Records from a data source
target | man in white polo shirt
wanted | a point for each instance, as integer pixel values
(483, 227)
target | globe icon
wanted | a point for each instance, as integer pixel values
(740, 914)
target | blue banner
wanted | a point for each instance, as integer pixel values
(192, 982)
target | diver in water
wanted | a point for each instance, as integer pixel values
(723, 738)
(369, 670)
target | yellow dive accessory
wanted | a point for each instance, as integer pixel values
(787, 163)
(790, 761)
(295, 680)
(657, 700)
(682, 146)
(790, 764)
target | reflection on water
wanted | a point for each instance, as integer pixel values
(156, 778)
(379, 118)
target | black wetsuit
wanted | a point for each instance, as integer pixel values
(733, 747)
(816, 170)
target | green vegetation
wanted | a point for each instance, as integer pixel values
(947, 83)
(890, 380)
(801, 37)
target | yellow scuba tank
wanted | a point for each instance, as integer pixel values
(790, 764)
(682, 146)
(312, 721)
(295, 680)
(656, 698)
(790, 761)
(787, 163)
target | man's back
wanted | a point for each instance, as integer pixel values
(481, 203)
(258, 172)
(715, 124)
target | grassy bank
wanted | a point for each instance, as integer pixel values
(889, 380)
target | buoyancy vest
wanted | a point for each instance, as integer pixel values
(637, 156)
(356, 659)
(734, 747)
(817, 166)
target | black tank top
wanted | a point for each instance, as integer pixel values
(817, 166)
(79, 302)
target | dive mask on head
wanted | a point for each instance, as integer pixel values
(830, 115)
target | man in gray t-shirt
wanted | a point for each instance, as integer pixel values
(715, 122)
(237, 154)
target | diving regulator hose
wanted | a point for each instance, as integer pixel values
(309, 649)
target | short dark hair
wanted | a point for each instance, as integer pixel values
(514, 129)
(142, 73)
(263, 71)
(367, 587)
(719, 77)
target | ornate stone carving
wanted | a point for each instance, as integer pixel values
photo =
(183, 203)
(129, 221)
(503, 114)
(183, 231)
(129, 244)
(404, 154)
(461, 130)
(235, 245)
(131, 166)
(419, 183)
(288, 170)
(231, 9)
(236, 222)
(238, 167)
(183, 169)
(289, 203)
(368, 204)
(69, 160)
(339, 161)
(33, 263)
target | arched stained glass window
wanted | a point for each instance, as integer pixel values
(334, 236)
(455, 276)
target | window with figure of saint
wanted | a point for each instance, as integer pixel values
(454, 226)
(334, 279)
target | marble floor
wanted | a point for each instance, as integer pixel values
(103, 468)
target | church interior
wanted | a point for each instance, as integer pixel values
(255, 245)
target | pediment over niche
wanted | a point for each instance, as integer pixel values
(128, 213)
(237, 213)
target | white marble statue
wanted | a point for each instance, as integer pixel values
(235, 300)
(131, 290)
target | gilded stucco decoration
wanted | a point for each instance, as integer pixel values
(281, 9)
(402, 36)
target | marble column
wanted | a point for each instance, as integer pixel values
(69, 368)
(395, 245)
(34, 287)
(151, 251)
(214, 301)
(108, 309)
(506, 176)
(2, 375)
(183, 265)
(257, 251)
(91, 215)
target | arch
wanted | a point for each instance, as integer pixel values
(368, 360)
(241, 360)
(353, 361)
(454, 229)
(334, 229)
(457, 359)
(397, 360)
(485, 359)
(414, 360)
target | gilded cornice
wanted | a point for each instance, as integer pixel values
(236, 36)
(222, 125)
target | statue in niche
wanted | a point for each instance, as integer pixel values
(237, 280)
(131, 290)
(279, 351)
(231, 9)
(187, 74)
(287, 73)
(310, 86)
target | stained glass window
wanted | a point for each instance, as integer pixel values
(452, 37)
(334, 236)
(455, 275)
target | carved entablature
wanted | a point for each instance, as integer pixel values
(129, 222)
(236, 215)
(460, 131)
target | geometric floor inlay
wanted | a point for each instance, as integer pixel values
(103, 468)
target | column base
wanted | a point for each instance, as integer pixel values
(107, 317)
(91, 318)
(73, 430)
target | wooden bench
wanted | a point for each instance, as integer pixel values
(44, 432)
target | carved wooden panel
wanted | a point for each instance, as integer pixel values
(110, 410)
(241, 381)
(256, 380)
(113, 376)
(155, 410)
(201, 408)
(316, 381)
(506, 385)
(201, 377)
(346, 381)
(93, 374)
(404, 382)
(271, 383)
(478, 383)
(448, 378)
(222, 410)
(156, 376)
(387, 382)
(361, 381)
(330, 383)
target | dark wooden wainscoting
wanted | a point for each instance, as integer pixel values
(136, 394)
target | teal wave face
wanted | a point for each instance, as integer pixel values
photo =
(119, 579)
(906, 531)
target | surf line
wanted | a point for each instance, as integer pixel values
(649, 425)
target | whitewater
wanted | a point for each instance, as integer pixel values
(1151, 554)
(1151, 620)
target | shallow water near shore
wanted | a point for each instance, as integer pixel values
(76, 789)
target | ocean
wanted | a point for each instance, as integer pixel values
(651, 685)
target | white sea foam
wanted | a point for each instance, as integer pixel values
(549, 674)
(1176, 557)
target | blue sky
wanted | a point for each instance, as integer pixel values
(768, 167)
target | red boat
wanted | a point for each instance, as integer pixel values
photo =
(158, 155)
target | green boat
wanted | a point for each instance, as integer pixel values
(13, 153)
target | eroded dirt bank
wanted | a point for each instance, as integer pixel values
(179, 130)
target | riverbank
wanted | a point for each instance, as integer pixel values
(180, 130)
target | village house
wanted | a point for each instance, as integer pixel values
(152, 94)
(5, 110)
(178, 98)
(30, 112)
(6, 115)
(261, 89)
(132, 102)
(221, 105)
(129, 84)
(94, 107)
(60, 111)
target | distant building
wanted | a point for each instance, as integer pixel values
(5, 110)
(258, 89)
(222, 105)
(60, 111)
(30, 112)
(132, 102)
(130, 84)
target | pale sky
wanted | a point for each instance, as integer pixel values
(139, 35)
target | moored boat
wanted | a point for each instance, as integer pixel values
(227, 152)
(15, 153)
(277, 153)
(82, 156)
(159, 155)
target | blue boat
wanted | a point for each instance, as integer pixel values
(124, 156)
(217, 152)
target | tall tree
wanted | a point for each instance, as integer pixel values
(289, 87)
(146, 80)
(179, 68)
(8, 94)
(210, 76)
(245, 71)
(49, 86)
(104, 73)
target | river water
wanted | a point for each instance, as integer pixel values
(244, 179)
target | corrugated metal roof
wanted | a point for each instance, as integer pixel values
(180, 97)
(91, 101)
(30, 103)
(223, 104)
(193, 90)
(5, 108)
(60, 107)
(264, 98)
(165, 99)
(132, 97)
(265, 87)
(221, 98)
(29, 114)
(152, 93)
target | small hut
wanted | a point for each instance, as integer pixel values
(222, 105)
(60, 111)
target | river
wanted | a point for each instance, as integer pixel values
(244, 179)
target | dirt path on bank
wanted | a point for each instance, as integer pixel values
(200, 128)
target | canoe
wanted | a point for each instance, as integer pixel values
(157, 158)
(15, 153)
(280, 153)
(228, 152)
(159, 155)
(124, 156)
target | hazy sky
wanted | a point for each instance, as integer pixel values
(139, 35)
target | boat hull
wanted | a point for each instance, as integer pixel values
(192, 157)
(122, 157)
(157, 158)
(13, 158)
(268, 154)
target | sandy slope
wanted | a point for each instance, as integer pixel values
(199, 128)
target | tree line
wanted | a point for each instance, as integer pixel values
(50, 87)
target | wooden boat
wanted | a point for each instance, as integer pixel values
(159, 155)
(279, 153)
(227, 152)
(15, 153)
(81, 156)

### What this task involves
Set all the data down again, exactly as it reads above.

### Task answer
target | man in white polo shirt
wanted | a point for each instance, as integer pixel values
(483, 227)
target | globe icon
wanted | a point for each instance, as integer pixel values
(740, 914)
target | blue banner
wanted | a point for each instance, as integer pixel values
(192, 982)
target | diver in water
wanted | a point for each instance, as integer pixel values
(723, 738)
(369, 670)
target | yellow dive accessory
wanted | a point for each instance, as integer pixel values
(787, 163)
(790, 761)
(295, 680)
(657, 700)
(682, 146)
(790, 764)
target | reflection on water
wanted | a point for each instance, as integer pixel values
(156, 778)
(379, 118)
target | black wetsuit
wanted | a point for each instance, as integer pixel values
(733, 747)
(816, 170)
target | green vegetation
wanted | a point for each instance, as integer pixel values
(947, 83)
(890, 380)
(801, 37)
target | yellow scuba tank
wanted | a point for each instance, as integer pixel values
(790, 764)
(682, 146)
(312, 721)
(295, 680)
(656, 698)
(790, 761)
(787, 163)
target | man's back
wanted | a point for each instance, as integer pixel values
(481, 203)
(258, 172)
(715, 124)
target | grassy bank
wanted | a point for each instance, as integer pixel values
(889, 380)
target | buoyancy vest
wanted | a point for each instance, as integer pixel values
(637, 156)
(356, 659)
(734, 747)
(817, 166)
target | black tank top
wanted | a point for each instance, as integer pixel values
(817, 166)
(79, 302)
target | dive mask on head
wanted | a point for each instance, as integer pixel values
(830, 115)
target | man in gray t-shirt
wanted | a point for each instance, as integer pixel values
(715, 122)
(237, 154)
target | diving regulator hose
wanted | a point for each instance, as integer pixel values
(309, 649)
target | short dark hair
wanted | a point for each instance, as integer pixel values
(514, 129)
(142, 73)
(263, 71)
(367, 587)
(719, 77)
target | ornate stone carving
wanted | a point for each instance, as integer pixel values
photo =
(183, 203)
(129, 221)
(503, 114)
(183, 231)
(129, 244)
(404, 154)
(461, 130)
(235, 245)
(131, 166)
(419, 183)
(288, 170)
(231, 9)
(236, 222)
(238, 167)
(183, 169)
(289, 203)
(368, 204)
(69, 160)
(339, 161)
(33, 263)
target | arched stained glass window
wanted | a point for each instance, as integer pixel values
(334, 236)
(455, 276)
target | window with figure of saint
wanted | a point for each instance, as integer pixel values
(454, 226)
(334, 279)
target | marble floor
wanted | a point for each instance, as integer pixel values
(103, 468)
target | church interior
wanted | a point for each instance, as integer pixel values
(255, 245)
target | pediment over niche
wanted | a point for each instance, as integer pixel values
(128, 213)
(237, 213)
target | white marble statue
wanted | a point for each instance, as integer pixel values
(235, 300)
(131, 290)
target | gilded stucco decoration
wanted | a point for each instance, as integer pixel values
(281, 9)
(402, 36)
target | marble column
wanted | a point for each instance, as integer pixel values
(69, 368)
(395, 245)
(34, 287)
(151, 251)
(214, 301)
(108, 309)
(506, 176)
(2, 375)
(183, 265)
(257, 251)
(91, 215)
target | arch
wanted | a point for each instance, as integer pixel values
(368, 360)
(241, 360)
(353, 361)
(454, 229)
(334, 229)
(457, 359)
(397, 360)
(485, 359)
(414, 360)
target | gilded cornice
wanted | a point for each instance, as integer pixel values
(236, 36)
(222, 125)
target | statue in niche
wanted | a point for each instance, as integer pixel values
(237, 280)
(131, 290)
(279, 351)
(231, 9)
(187, 74)
(287, 73)
(310, 86)
target | stained glass window
wanted | a point for each instance, as integer pixel values
(452, 37)
(334, 236)
(455, 275)
target | carved entablature
wanted | a point for each instance, as integer pixel values
(129, 222)
(236, 215)
(460, 131)
target | geometric floor inlay
wanted | a point for each instance, as integer pixel values
(103, 468)
target | column base
wanted | a point for each instance, as integer pixel values
(107, 317)
(91, 318)
(73, 430)
target | wooden bench
wanted | a point for each instance, as integer pixel values
(44, 432)
target | carved wooden panel
wanted | a point for each instance, as integer pixel values
(110, 410)
(241, 381)
(256, 380)
(113, 376)
(155, 410)
(201, 408)
(316, 381)
(506, 385)
(201, 377)
(346, 381)
(93, 374)
(404, 382)
(271, 383)
(478, 383)
(448, 378)
(222, 410)
(156, 376)
(387, 382)
(361, 381)
(330, 383)
target | dark wooden wainscoting
wanted | a point for each instance, as integer pixel values
(136, 394)
target | teal wave face
wanted | a point for each instance, as integer pixel values
photo =
(119, 579)
(906, 531)
target | surf line
wanted | a point for each instance, as integer pixel values
(649, 425)
target | whitewater
wanted | a point for each instance, as integer pixel values
(1151, 554)
(1151, 620)
target | shallow water near shore
wanted | a point for each instance, as integer pixel values
(76, 789)
target | ocean
wanted | a point for each instance, as integer pixel values
(651, 685)
target | white sea foam
wanted | a point for each instance, as integer pixel values
(549, 674)
(1176, 557)
target | blue sky
wanted | a point for each instance, as integer pixel values
(768, 167)
target | red boat
wanted | a point for each instance, as integer pixel values
photo =
(158, 155)
target | green boat
wanted | a point for each instance, as integer pixel values
(13, 153)
target | eroded dirt bank
wanted | a point for each instance, as integer pixel values
(179, 130)
target | riverbank
wanted | a point for each instance, as integer pixel values
(180, 130)
target | village house
wanted | a point for each instance, as integer pixel values
(152, 94)
(5, 110)
(178, 98)
(30, 112)
(6, 115)
(261, 89)
(132, 102)
(221, 105)
(129, 84)
(94, 107)
(60, 111)
target | distant building
wanted | a point for each instance, as integer pixel values
(5, 110)
(258, 89)
(222, 105)
(60, 111)
(30, 112)
(132, 102)
(130, 84)
target | pale sky
wanted | a point for each instance, as integer pixel values
(139, 35)
target | moored boat
wanted | a point for each instance, as integer pixel values
(227, 152)
(15, 153)
(277, 153)
(82, 156)
(159, 155)
target | blue boat
wanted | a point for each instance, as integer pixel values
(124, 156)
(217, 152)
target | tall tree
wanted | a point for each instance, as integer pixel values
(289, 87)
(146, 80)
(179, 68)
(8, 94)
(210, 76)
(245, 71)
(49, 86)
(104, 73)
target | river water
wanted | a point for each instance, as integer pixel values
(244, 179)
target | corrugated metal roof
wanted | a point for each instance, as integer pixel values
(180, 97)
(91, 101)
(30, 103)
(223, 104)
(193, 90)
(5, 108)
(60, 107)
(264, 98)
(165, 99)
(132, 97)
(265, 87)
(221, 98)
(29, 114)
(152, 93)
target | small hut
wanted | a point for each instance, as integer pixel values
(222, 105)
(60, 111)
target | river
wanted | a point for each instance, as integer pixel values
(244, 179)
target | dirt path on bank
wanted | a point for each instance, as integer pixel values
(200, 128)
target | canoe
wanted | a point for each instance, as integer pixel values
(157, 158)
(15, 153)
(280, 153)
(228, 152)
(159, 155)
(124, 156)
target | hazy sky
wanted | a point for each instance, as integer pixel values
(139, 35)
target | boat hull
wanted | a point for each instance, as integer pixel values
(192, 157)
(122, 157)
(157, 158)
(13, 158)
(268, 154)
target | sandy slope
wanted | a point for each instance, as integer pixel values
(199, 128)
target | tree line
wanted | a point for each instance, as integer pixel values
(50, 87)
target | wooden boat
wanted | a point for each instance, as integer pixel values
(159, 155)
(279, 153)
(227, 152)
(15, 153)
(81, 156)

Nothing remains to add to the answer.